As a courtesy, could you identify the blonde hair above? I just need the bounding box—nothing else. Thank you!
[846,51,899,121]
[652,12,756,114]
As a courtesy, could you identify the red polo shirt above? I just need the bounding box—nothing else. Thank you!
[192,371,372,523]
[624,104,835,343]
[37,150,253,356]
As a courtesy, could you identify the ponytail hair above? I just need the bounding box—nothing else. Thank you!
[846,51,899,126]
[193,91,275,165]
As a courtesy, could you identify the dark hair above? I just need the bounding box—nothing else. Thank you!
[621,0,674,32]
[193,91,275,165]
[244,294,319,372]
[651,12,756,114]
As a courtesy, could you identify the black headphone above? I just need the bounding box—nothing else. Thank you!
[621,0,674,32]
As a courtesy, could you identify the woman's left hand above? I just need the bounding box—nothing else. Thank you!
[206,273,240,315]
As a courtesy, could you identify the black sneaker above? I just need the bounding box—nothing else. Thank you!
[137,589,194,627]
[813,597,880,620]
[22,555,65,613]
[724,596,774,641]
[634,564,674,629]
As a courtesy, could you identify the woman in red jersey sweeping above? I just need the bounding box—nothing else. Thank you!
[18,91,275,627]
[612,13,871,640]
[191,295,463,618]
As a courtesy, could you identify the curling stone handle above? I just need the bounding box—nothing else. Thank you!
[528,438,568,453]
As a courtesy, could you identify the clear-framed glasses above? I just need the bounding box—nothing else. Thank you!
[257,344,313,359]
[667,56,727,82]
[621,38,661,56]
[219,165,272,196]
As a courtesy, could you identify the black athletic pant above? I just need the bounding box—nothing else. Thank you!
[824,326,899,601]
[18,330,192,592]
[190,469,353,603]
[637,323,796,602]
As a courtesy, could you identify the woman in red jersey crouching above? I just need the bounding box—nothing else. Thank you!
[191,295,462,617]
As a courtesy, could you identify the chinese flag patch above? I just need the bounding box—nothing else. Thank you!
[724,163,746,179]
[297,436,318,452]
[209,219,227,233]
══════════
> _Work required_
Turn all of the material above into a numbered list, leaving out any blank lines.

> _The answer_
1. As a courtesy, could you identify the blonde hair above? I just need the bounding box—nothing else. Thank you!
2. [846,51,899,121]
3. [652,12,756,114]
4. As a courtesy, could you identify the red polo shirt above? I just need the bounding box—nothing else. Thank you!
5. [192,371,372,523]
6. [624,104,835,343]
7. [37,150,253,356]
8. As a courtesy, could you identify the ponytail hair above? I just need the bounding box—nothing else. Thank you!
9. [846,51,899,126]
10. [193,91,275,165]
11. As a courtesy, could you identify the dark hair above? I just need the bounding box—nothing else. Thank you!
12. [621,0,674,32]
13. [193,91,275,165]
14. [244,294,319,372]
15. [651,12,756,114]
16. As a courtesy, could you identify the black headphone above? I just need the bounding box—nothing else. Thank you!
17. [621,0,674,32]
18. As a courtesy, could you identify the woman's left hand above? I just need the bounding box—nothing else. Thank you!
19. [206,273,240,315]
20. As a courtesy, could you identify the black sneaker above? I just need the bounding box—nothing else. Thank you!
21. [137,589,194,627]
22. [813,597,880,620]
23. [22,555,65,613]
24. [724,596,774,641]
25. [634,564,674,629]
26. As a courtesy, could you identify the woman in red jersey sweeping above? I just need the bounding box—nothing else. Thank you!
27. [18,91,275,627]
28. [612,13,871,640]
29. [191,295,463,618]
30. As a courtesy, could you identify the curling stone handle above? I just need the bounding box—nothing else. Thank you!
31. [528,438,568,453]
32. As a courtesy, could you identify the clear-framed glasses above? I just need the bounding box—nothing else. Thank you!
33. [257,344,313,359]
34. [667,56,727,82]
35. [621,38,661,56]
36. [219,165,272,196]
37. As a courtesy, could you identify the black athletic pant above? I just need the bounding box—nothing else. Thank you!
38. [824,326,899,601]
39. [18,330,192,592]
40. [190,469,353,603]
41. [637,323,796,602]
42. As a courtesy, could you identify the woman in red jersey crouching above? I just need the bounding box—nothing else. Thank you!
43. [191,295,462,617]
44. As a courtesy, could you identify the chinese flag patch above? I just need the bounding box—nothing else. Thank you!
45. [724,163,746,179]
46. [297,436,318,452]
47. [209,219,227,233]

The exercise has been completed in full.